━━━ DATA EXCERPTS

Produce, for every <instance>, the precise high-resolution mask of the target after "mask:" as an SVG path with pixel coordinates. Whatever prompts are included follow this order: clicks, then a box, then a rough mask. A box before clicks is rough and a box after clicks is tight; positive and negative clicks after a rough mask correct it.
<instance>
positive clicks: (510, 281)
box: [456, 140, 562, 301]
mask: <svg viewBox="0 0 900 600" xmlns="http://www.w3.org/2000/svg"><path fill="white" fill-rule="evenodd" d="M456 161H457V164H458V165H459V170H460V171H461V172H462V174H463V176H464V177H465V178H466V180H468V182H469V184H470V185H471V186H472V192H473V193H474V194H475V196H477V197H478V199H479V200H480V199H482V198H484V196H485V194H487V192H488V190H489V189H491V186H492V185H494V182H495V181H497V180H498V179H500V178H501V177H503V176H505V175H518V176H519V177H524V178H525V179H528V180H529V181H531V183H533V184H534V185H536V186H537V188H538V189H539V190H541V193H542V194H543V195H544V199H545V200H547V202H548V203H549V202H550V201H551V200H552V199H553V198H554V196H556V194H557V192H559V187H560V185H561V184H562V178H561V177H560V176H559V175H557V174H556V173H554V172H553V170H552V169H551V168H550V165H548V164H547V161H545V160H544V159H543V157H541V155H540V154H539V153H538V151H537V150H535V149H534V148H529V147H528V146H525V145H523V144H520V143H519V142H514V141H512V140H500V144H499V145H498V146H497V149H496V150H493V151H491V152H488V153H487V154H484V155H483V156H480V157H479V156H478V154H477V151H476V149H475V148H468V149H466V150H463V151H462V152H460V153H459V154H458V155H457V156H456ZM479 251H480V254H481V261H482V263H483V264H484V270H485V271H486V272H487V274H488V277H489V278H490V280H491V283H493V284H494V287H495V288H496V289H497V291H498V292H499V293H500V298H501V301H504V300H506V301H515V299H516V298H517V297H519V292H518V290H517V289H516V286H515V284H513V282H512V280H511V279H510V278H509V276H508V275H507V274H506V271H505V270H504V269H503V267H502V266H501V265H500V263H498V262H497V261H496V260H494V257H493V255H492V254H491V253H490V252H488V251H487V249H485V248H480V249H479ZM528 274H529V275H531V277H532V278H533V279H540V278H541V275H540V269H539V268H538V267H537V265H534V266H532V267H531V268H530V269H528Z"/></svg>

━━━━━━

From the listing above, pick out every line containing "instance".

RESULT OF THE EXERCISE |
Produce, for every <instance>, the precise high-resolution mask of the target after "mask:" as an SVG path with pixel coordinates. Whatever prompts are included follow this order: clicks, then a box, then a rough mask. A box before clicks is rough and a box after clicks is tight; positive and negative clicks after a rough mask correct it.
<instance>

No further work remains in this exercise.